PROBLEM TO SOLVE:
All of the data, word for word and free of pictures, is the expected result.

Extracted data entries
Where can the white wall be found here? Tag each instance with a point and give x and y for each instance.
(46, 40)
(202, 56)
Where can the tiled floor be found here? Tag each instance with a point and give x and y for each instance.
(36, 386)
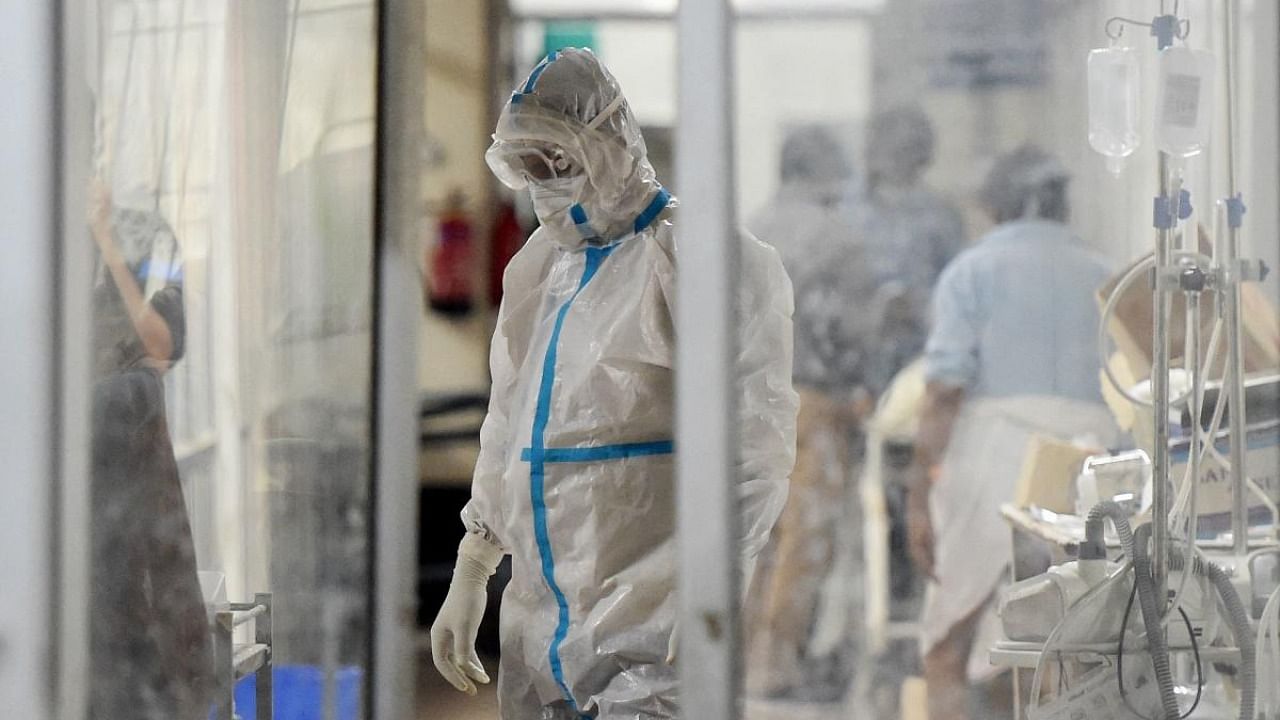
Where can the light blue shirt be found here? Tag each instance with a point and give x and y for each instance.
(1015, 314)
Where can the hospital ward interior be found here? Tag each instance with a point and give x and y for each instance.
(640, 359)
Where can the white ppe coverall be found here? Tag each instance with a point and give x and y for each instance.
(575, 478)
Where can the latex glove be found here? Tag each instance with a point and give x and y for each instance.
(453, 634)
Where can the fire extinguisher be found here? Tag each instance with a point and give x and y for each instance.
(508, 236)
(449, 265)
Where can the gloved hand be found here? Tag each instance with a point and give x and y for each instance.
(453, 634)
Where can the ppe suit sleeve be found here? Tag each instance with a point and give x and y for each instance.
(767, 401)
(951, 352)
(483, 513)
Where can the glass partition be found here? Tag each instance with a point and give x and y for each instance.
(936, 180)
(232, 219)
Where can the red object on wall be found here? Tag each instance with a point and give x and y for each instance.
(508, 237)
(449, 267)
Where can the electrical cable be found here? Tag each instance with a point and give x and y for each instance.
(1191, 633)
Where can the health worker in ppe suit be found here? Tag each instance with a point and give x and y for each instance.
(909, 233)
(1013, 354)
(822, 254)
(575, 478)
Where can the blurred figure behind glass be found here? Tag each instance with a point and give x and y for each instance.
(821, 253)
(149, 634)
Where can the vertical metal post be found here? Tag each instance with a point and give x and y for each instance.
(224, 664)
(264, 686)
(28, 324)
(1234, 324)
(392, 671)
(1160, 392)
(76, 259)
(705, 324)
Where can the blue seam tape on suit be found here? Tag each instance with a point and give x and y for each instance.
(600, 452)
(536, 455)
(656, 206)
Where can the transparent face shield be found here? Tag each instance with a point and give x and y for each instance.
(533, 144)
(517, 164)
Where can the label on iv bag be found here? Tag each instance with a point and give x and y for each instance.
(1182, 100)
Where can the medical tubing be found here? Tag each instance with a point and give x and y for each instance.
(1110, 308)
(1143, 579)
(1057, 629)
(1196, 458)
(1264, 642)
(1242, 627)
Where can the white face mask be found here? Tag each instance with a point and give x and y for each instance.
(553, 197)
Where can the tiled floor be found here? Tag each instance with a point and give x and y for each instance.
(438, 701)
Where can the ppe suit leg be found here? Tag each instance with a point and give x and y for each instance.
(804, 547)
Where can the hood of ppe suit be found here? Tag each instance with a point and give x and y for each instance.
(899, 145)
(571, 101)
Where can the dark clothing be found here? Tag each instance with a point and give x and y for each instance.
(149, 632)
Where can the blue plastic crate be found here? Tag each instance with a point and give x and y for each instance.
(298, 691)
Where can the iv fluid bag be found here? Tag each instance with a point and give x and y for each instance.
(1184, 101)
(1114, 105)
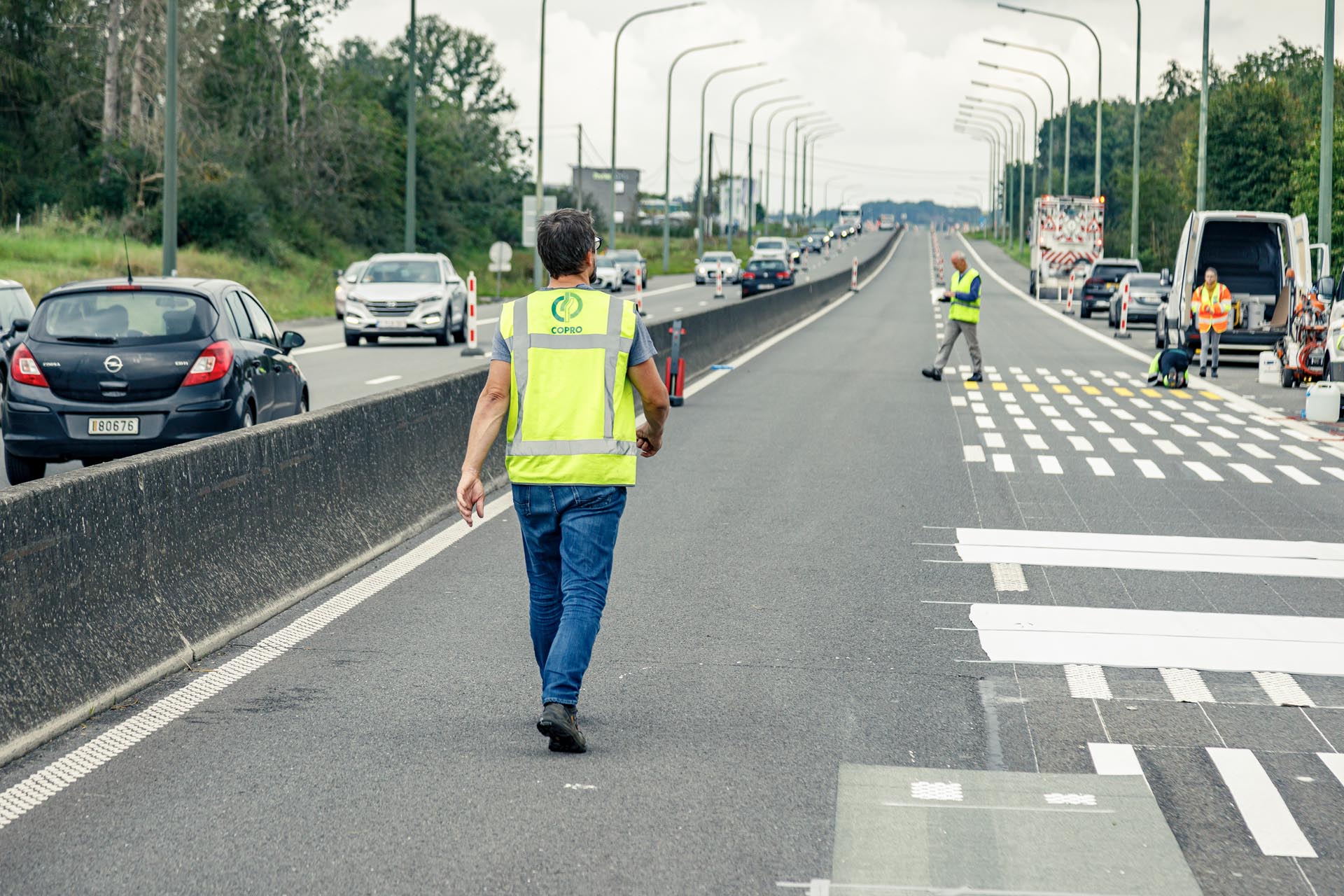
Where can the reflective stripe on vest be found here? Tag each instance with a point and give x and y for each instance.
(558, 442)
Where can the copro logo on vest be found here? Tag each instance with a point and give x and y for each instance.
(565, 309)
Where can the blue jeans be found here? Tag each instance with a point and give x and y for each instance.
(569, 538)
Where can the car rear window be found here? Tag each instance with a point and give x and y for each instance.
(122, 318)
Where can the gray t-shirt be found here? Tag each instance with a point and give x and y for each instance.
(640, 351)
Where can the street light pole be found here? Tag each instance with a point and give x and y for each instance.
(702, 174)
(1097, 139)
(752, 164)
(667, 153)
(616, 66)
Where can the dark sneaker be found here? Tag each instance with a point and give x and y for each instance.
(559, 723)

OUTPUT OF THE TASK:
Where can the white wall be found here? Tag each instance with a point and give x and y for each instance.
(46, 40)
(202, 56)
Where can the tiled floor be found here? Tag each instance with a point and give x and y for each instance.
(36, 386)
Where can the light blue shirt be found here? Tag each instance with a point and give x and y for each instance.
(1015, 314)
Where can the hospital ward interior be found here? Tag each instance with a point and give x and y for each instance.
(640, 359)
Where can the white ppe coverall be found here? Tag each instance with a point and give x and y for each instance.
(575, 478)
Where can the latex glove be found here? Tag each instance with a point and give x and y for each instance.
(453, 634)
Where can the fire extinguisher be found here? Tag each instance with a point and give x and y for each instance.
(508, 236)
(449, 265)
Where can the gloved hand be found here? Tag each instance with a point and give x and y for each instance.
(453, 634)
Where can the ppe suit sleeve be found here? Tag each instance with a point and give x and y for each instance.
(767, 401)
(951, 352)
(483, 513)
Where can the glass partition be found here? Tag each instance with a point and give x and y for each instance.
(936, 180)
(232, 219)
Where can the red object on wall be found here? Tag each instance with a point and give x and y for each instance.
(508, 237)
(449, 267)
Where can the electrical cable be found here? Tag each instance with a point and give x and y for each instance.
(1191, 633)
Where can the health worker in ppe suit be found here? Tag each instance with a point and give x and y for each instance.
(909, 233)
(1013, 354)
(822, 254)
(575, 478)
Where can the blurred figure behind glass be found here? Tag each instance with a point and give x and y for each instance.
(821, 253)
(149, 634)
Where can the vertical metal post be found here? Tag each instance with a point and give x and y for each instance.
(224, 664)
(264, 686)
(28, 324)
(1234, 324)
(392, 671)
(1160, 392)
(76, 259)
(705, 324)
Where can the blue seam tape on suit be found here? Tag each instance with a point and give x and y for each instance.
(600, 452)
(536, 455)
(656, 206)
Where can the transparent face shield be found here? Tag each instance with a point and give x and y for each instance.
(533, 144)
(517, 164)
Where can the label on iv bag be found here? Tag each instance with a point and give x and y for each instance.
(1182, 100)
Where can the medical tubing be found here? Tag each instance with a point and give x and y for each instance.
(1110, 308)
(1143, 579)
(1057, 629)
(1196, 458)
(1264, 642)
(1242, 627)
Where can the white face mask be found here? Tag each instance with a point and give x and y for each instance.
(553, 197)
Where can the tiled floor be found here? Tag each instance with a point and give x and y for each instance.
(438, 701)
Where can the ppe suit leg be found here? Tag each instance with a point and give x and y for each instance.
(804, 547)
Where can the hood of ppe suit be found here? Tag each instance with a point and give x and y for each instance.
(899, 145)
(571, 101)
Where can the dark clothing be found here? Tag each instance with a point and give x and y for each instance.
(149, 632)
Where can the blue plastic crate be found here? Tag each instance with a point and give x and y for each instance.
(298, 691)
Where can the iv fluid bag be found here? Tag each instance with a point and give x and y for each instance.
(1184, 101)
(1114, 105)
Where can the reflective stripe on vest be found here? Tag each instance with a point and give x and y for each instance.
(558, 442)
Where can the copro logo on vest be found here? Tag each instance with a point and give x and y for each instance.
(565, 309)
Where can the blue jeans be found here? Tag each instance with a point and give x and y for each instance.
(569, 538)
Where can the car rear window be found here? Tag each instance with a point and give x and y for each instance.
(122, 318)
Where can the gray t-shirt be found here? Tag each instance with a point and give x and y for each instance.
(640, 351)
Where can the street light pole be found here? Tag each instance with a point and give x and y for each instance.
(702, 174)
(1097, 139)
(752, 164)
(667, 153)
(616, 66)
Where can the dark sneaker be found here? Tag each instance with a point and give x and y for each instance.
(559, 723)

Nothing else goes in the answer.